** Opening Data records block **
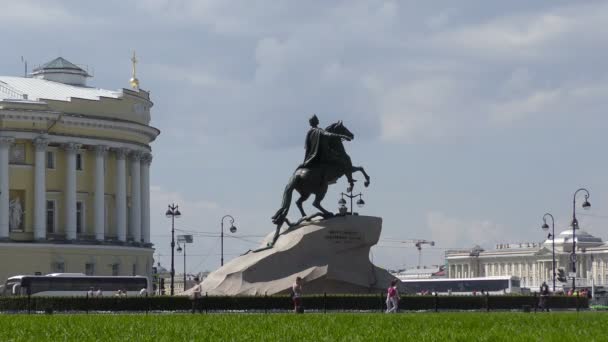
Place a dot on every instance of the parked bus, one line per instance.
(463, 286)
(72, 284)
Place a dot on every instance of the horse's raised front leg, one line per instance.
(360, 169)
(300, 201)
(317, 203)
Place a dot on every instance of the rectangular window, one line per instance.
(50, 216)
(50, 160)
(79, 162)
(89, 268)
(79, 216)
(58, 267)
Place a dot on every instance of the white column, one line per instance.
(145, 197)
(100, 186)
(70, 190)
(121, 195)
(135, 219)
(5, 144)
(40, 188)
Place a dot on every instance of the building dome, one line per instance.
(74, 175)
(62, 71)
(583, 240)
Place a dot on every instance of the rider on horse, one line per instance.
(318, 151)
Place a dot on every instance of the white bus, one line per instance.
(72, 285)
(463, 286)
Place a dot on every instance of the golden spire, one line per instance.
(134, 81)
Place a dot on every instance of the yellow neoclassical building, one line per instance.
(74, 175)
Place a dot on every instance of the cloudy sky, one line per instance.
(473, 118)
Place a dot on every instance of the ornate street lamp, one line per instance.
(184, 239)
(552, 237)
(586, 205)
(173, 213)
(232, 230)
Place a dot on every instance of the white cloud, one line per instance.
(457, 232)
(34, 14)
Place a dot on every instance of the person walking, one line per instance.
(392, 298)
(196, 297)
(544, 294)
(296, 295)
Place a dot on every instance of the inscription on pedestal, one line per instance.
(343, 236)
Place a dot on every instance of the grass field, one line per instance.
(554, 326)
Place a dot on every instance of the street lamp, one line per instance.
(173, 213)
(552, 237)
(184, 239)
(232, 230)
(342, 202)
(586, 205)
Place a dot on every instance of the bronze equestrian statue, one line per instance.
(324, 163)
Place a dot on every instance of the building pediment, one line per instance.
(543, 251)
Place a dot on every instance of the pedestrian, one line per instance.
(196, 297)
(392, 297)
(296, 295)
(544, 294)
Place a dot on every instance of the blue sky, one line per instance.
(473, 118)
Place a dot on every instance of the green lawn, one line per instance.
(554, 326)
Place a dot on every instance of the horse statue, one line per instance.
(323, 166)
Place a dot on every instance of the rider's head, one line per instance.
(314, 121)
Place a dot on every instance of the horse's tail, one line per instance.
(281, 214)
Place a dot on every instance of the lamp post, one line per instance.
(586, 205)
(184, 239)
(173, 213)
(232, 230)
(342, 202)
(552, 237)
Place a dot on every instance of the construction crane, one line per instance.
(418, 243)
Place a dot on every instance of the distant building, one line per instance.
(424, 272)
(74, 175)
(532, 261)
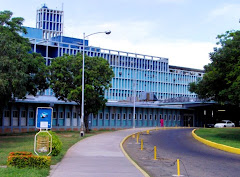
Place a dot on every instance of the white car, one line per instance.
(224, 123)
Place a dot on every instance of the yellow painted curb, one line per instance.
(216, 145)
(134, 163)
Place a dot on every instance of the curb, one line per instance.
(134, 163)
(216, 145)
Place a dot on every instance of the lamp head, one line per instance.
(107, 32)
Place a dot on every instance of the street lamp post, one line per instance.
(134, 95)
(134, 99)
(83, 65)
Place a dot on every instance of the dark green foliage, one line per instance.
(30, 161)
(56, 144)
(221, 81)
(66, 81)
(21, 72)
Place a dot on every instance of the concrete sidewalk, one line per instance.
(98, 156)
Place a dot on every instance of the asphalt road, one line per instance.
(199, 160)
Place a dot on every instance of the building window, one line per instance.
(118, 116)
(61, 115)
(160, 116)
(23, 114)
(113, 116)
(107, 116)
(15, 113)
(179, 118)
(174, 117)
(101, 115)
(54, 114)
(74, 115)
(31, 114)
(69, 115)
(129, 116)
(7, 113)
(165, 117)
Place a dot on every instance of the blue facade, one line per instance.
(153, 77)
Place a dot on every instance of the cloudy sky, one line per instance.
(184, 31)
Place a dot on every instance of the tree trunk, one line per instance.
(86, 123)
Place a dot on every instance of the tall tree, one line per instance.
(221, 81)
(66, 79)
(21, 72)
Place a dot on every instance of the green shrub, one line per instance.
** Closing Data records block **
## About this exercise
Please repeat the records above exactly, omitting any pictures they contain.

## Reply to the task
Place a dot on every instance of the parked bus, one line per instance.
(463, 286)
(72, 284)
Place a dot on every instance of the horse's raised front leg, one line per instance.
(360, 169)
(300, 201)
(317, 203)
Place a dot on every instance of the rectangular window, one line per instance.
(50, 216)
(50, 160)
(79, 162)
(89, 268)
(79, 216)
(58, 267)
Place a dot on every instance of the white column, one line per instance.
(145, 197)
(100, 186)
(70, 190)
(121, 195)
(135, 219)
(5, 144)
(40, 188)
Place a dot on every instance of the building dome, one line per instance.
(74, 175)
(62, 71)
(583, 240)
Place a dot on every instance of the rider on horse, one line per instance.
(318, 151)
Place a dot on every instance of the white bus, one line per instance.
(72, 285)
(463, 286)
Place a dot on every instance of the golden spire, one line per instance.
(134, 81)
Place a dot on every instance of the yellow neoclassical building, one line per instance.
(74, 175)
Place a dot on every instance of the cloudy sky, one line per instance.
(473, 118)
Place a dot on every instance of the ornate street lamp, one line per instance.
(184, 239)
(552, 237)
(586, 205)
(173, 213)
(232, 230)
Place a dot on every instance of the white cloud, one line per instance.
(457, 232)
(34, 14)
Place a dot on every instance of the person walking, one line per instance.
(392, 298)
(196, 297)
(544, 294)
(296, 295)
Place a dot on every instance of the inscription on pedestal, one line per instance.
(343, 236)
Place a dot on every instance of the grass field, one line per instance.
(554, 326)
Place a dot on every instance of the street lamp, one line per instance.
(173, 213)
(552, 237)
(184, 239)
(232, 230)
(342, 202)
(586, 205)
Place a dot on every instance of the bronze equestrian statue, one line per instance.
(324, 163)
Place a dot on every instance of the building pediment, one line per instance.
(543, 251)
Place a dot on every instance of the pedestrian, one line per instance.
(196, 297)
(392, 297)
(296, 295)
(544, 294)
Place a dot on every instance of the blue sky, one line per instance.
(473, 118)
Place a dot on every instance of the green lawn, one line per instance.
(554, 326)
Place a dot on every instance of the horse statue, one line per instance.
(323, 166)
Place a dot on every instance of the rider's head, one line per instance.
(314, 121)
Place a dot on every instance of the horse's tail, one line per instance.
(281, 214)
Place a dot on every instance of the lamp post, one line per instance.
(586, 205)
(184, 239)
(173, 213)
(232, 230)
(342, 202)
(552, 237)
Place a dot on every instance of the construction crane, one line per instance.
(418, 243)
Place a dot on every instance of the distant building, one line per instance.
(424, 272)
(74, 175)
(532, 261)
Place a dot on every instance of the white car, one line per instance.
(224, 123)
Place a dot on every instance of the yellow painted curb, one line per instance.
(216, 145)
(134, 163)
Place a dot on every instance of the curb, one line per instance.
(134, 163)
(216, 145)
Place a dot on every instance of the lamp head, one line per instance.
(107, 32)
Place a dot on every instance of the street lamp post, one line per instance.
(134, 95)
(134, 99)
(83, 65)
Place a dot on every instance of the dark green foliage, one line per instance.
(30, 161)
(56, 144)
(221, 81)
(66, 81)
(21, 72)
Place a dot on every instance of the concrete sidewalk, one line per instance.
(98, 156)
Place a dot on every instance of the asphalt road, one line per instance.
(199, 160)
Place a dot on every instance of the building window, one line per instance.
(118, 116)
(61, 115)
(160, 116)
(23, 114)
(113, 116)
(107, 116)
(15, 113)
(179, 118)
(174, 117)
(101, 115)
(54, 114)
(74, 115)
(31, 114)
(69, 115)
(129, 116)
(7, 113)
(165, 117)
Place a dot on every instance of the blue facade, one line per instance.
(153, 77)
Place a dot on every instance of the cloudy sky, one line per instance.
(184, 31)
Place a dot on every instance of the tree trunk, one line per instance.
(86, 123)
Place a dot on every instance of the tall tree, one line per instance.
(221, 81)
(66, 79)
(21, 72)
Place a dot on every instance of the green shrub, one line per instance.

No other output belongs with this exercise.